(begin)

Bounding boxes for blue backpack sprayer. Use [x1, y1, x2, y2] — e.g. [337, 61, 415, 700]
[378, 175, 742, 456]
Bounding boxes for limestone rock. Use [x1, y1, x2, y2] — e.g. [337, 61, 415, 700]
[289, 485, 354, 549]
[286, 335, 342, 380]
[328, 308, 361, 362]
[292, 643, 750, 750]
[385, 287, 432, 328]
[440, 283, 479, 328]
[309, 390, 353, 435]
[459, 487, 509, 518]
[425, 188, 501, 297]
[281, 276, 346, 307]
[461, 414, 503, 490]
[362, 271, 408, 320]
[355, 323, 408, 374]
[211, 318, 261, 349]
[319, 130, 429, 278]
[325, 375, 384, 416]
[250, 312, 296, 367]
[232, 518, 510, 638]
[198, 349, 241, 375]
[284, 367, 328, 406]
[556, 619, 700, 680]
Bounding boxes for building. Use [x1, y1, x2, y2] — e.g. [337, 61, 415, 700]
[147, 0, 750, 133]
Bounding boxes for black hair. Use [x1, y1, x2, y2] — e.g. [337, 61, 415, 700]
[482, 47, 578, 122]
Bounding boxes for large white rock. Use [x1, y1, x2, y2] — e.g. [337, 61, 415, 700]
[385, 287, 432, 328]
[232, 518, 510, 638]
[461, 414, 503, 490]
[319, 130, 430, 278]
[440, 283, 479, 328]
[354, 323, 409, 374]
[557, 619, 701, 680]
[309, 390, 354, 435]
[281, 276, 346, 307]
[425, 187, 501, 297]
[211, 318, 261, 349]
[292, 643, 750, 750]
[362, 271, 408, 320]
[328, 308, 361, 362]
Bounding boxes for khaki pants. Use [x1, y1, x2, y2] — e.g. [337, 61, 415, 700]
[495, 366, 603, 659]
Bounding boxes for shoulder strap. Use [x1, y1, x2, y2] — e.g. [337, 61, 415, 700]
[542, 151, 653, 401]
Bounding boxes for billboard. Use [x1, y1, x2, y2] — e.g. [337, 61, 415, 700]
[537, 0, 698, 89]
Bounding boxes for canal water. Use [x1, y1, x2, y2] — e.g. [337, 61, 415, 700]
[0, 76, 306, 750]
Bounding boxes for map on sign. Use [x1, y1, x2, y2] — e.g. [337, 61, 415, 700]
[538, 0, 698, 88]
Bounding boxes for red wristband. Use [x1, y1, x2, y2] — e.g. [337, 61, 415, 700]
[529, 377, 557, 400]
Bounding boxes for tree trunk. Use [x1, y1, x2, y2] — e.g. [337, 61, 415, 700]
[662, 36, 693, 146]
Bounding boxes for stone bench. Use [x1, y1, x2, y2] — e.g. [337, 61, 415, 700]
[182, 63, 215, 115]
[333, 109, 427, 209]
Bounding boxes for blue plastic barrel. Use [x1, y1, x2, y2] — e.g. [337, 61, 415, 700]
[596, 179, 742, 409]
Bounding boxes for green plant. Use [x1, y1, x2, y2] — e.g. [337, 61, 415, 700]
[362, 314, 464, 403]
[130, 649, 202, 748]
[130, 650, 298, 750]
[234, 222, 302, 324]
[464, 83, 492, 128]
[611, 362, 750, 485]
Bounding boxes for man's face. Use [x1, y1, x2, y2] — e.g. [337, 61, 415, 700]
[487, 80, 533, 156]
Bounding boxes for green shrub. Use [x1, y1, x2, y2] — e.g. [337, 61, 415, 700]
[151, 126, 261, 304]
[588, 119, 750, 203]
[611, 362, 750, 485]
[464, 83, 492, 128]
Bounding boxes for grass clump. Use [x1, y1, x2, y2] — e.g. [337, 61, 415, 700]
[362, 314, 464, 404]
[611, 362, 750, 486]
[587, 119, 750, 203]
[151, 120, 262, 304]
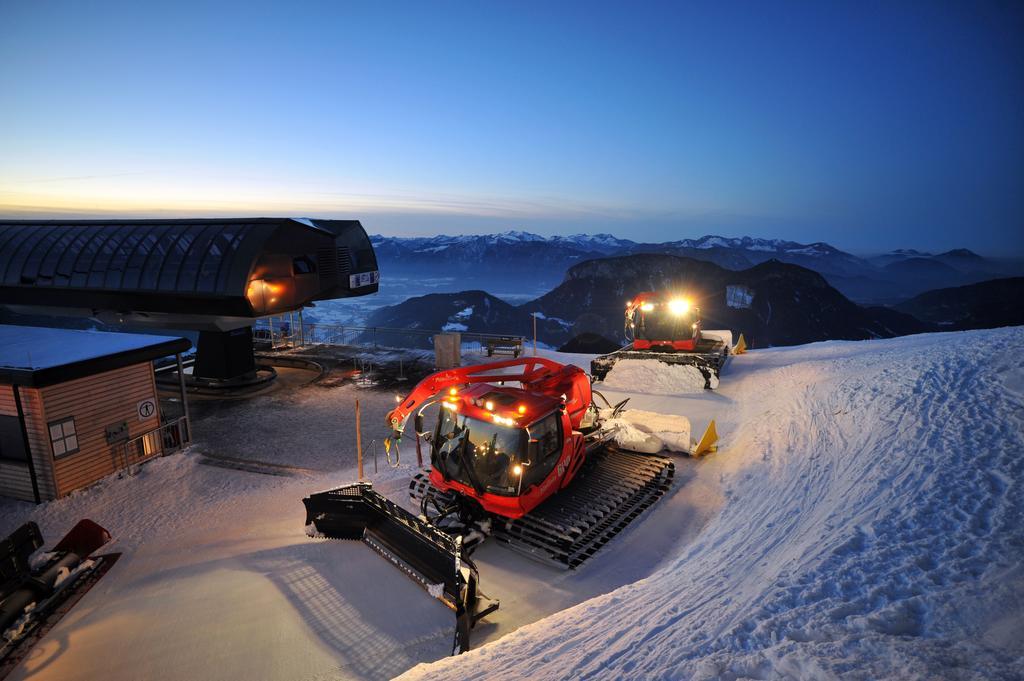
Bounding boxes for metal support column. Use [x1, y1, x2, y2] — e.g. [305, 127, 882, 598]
[174, 352, 191, 446]
[11, 385, 40, 504]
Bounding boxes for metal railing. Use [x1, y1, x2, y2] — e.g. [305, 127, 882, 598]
[253, 314, 525, 354]
[122, 417, 191, 474]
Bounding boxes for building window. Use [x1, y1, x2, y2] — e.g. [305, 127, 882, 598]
[49, 418, 78, 458]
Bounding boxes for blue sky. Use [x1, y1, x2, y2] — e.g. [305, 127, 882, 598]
[0, 2, 1024, 255]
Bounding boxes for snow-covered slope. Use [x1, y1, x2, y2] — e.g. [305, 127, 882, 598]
[407, 328, 1024, 679]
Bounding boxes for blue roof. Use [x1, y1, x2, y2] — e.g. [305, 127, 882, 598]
[0, 325, 191, 385]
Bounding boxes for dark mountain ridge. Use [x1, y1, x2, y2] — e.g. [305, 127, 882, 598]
[371, 231, 1024, 304]
[370, 253, 932, 347]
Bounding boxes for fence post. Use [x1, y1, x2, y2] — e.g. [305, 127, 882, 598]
[355, 399, 362, 482]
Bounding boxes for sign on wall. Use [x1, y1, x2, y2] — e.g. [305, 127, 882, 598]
[135, 398, 157, 421]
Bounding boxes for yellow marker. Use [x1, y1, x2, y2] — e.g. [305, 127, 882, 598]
[690, 419, 718, 457]
[732, 334, 746, 354]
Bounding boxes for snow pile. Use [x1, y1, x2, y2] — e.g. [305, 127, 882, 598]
[601, 409, 690, 454]
[399, 328, 1024, 679]
[602, 359, 718, 395]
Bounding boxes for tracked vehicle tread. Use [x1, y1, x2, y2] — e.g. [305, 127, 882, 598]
[410, 446, 676, 568]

(end)

### GIVEN TASK
Copy every line above word for word, and leave the pictures out of your answer.

### RESULT FOR THIS TASK
Bounding boxes for blue backpack sprayer. Use [x1, y1, x2, y2] — e.g. [337, 61, 415, 700]
[378, 175, 742, 456]
Bounding boxes for limestone rock. Use [x1, y1, x2, y2] — e.g. [337, 61, 415, 700]
[289, 485, 354, 549]
[286, 335, 342, 380]
[328, 308, 361, 362]
[292, 643, 750, 750]
[385, 287, 432, 328]
[440, 283, 479, 328]
[309, 390, 353, 435]
[459, 487, 509, 518]
[425, 188, 501, 297]
[281, 276, 346, 307]
[461, 414, 503, 490]
[362, 271, 408, 320]
[355, 323, 408, 374]
[211, 318, 261, 349]
[319, 130, 429, 278]
[325, 375, 384, 416]
[250, 312, 296, 367]
[232, 518, 510, 638]
[198, 349, 241, 375]
[284, 367, 328, 406]
[556, 619, 700, 680]
Bounding boxes for building. Use [x1, y1, x2, y2] — e.g. [337, 61, 415, 700]
[147, 0, 750, 133]
Bounding boxes for black hair. Use [x1, y1, x2, y2] — e.g. [337, 61, 415, 700]
[482, 47, 578, 122]
Bounding boxes for large white rock. Use [x1, y1, x2, y2] — e.g. [337, 61, 415, 700]
[385, 287, 432, 328]
[232, 518, 510, 638]
[461, 414, 503, 490]
[319, 130, 430, 278]
[440, 283, 479, 328]
[354, 323, 409, 374]
[557, 619, 701, 680]
[309, 390, 354, 435]
[281, 276, 346, 307]
[425, 187, 501, 297]
[211, 318, 261, 349]
[292, 643, 750, 750]
[362, 271, 408, 320]
[328, 308, 361, 362]
Bounding boxes for khaki pants. Use [x1, y1, x2, y2] — e.g. [337, 61, 415, 700]
[495, 366, 603, 659]
Bounding boxes for shoulder strap. Use [x1, y1, x2, y2] — e.g. [337, 61, 415, 700]
[542, 151, 653, 401]
Bounding boxes for billboard. Use [x1, y1, x2, y2] — e.g. [337, 61, 415, 700]
[537, 0, 698, 89]
Bounding boxes for canal water. Use [x1, y1, x2, y2] — e.g. [337, 61, 415, 700]
[0, 76, 306, 750]
Bounding boxes for map on sign. Use [x1, y1, x2, y2] — e.g. [337, 61, 415, 700]
[538, 0, 698, 88]
Bounding boxes for red wristband. Use [x1, y1, x2, y2] — e.g. [337, 61, 415, 700]
[529, 377, 557, 400]
Bounding boxes for tree trunk. Use [x1, y1, x2, y2] — e.g. [337, 61, 415, 700]
[662, 36, 693, 146]
Bounding boxes for stone bench. Use [x1, y1, x2, y2] — e.g. [337, 61, 415, 700]
[182, 63, 215, 115]
[333, 109, 427, 209]
Bounding boxes for blue plastic barrel. Use [x1, y1, x2, y2] — e.g. [337, 61, 415, 700]
[596, 179, 742, 409]
Bounding boxes for green plant. Use [x1, y1, x2, y2] — e.g. [337, 61, 415, 700]
[362, 314, 464, 403]
[130, 649, 202, 748]
[130, 650, 298, 750]
[234, 222, 302, 324]
[464, 83, 492, 128]
[611, 362, 750, 485]
Bounding boxes for man's face. Use [x1, y1, x2, y2] — e.g. [337, 61, 415, 700]
[487, 80, 533, 156]
Bounding boxes for green shrub. Use [x1, y1, x2, y2] — e.g. [337, 61, 415, 700]
[151, 126, 261, 304]
[588, 119, 750, 203]
[611, 362, 750, 485]
[464, 83, 492, 128]
Bounding boxes for grass clump. Use [x1, y1, x2, y2] — e.g. [337, 61, 415, 700]
[362, 314, 464, 404]
[611, 362, 750, 486]
[587, 119, 750, 203]
[151, 120, 262, 304]
Bounding boxes for metal support column. Use [x1, y1, x2, y2] — e.g. [305, 127, 882, 598]
[174, 352, 191, 446]
[11, 385, 40, 504]
Bounding boxes for metal railing. Use [x1, y1, x2, y2] — e.g. [305, 127, 882, 598]
[253, 314, 525, 354]
[122, 417, 191, 474]
Bounding boxes for building window. Use [x1, y1, x2, y2] — e.g. [305, 127, 882, 598]
[49, 418, 78, 458]
Bounding boxes for blue sky. Use [x1, y1, x2, y2] — e.g. [305, 127, 882, 598]
[0, 2, 1024, 255]
Bounding boxes for snow-covered slope. Use [x1, y1, x2, y2] — e.g. [305, 127, 882, 598]
[407, 328, 1024, 679]
Bounding boxes for blue roof. Use [x1, y1, x2, y2] — e.g. [305, 127, 882, 598]
[0, 325, 191, 385]
Bounding boxes for dark mountain ridge. Use [x1, y1, x2, y2] — e.g. [305, 127, 882, 598]
[371, 231, 1024, 304]
[370, 253, 932, 347]
Bounding boxes for fence post. Use [x1, y1, x2, y2] — e.g. [305, 127, 882, 598]
[355, 399, 362, 482]
Bounding boxes for sign on wall. Use [x1, y1, x2, y2] — e.g. [305, 127, 882, 598]
[135, 398, 157, 421]
Bounding boxes for yellow marker. Use [x1, y1, x2, y2] — e.g. [305, 127, 882, 598]
[690, 419, 718, 457]
[732, 334, 746, 354]
Bounding boxes for snow pile. Use [x1, y1, x2, y2] — e.g. [305, 127, 882, 598]
[601, 409, 690, 454]
[399, 328, 1024, 679]
[602, 359, 718, 395]
Bounding boxes for tracked vehicle tread. Use [x1, y1, x2, y2] — e.g. [305, 127, 882, 598]
[410, 446, 676, 568]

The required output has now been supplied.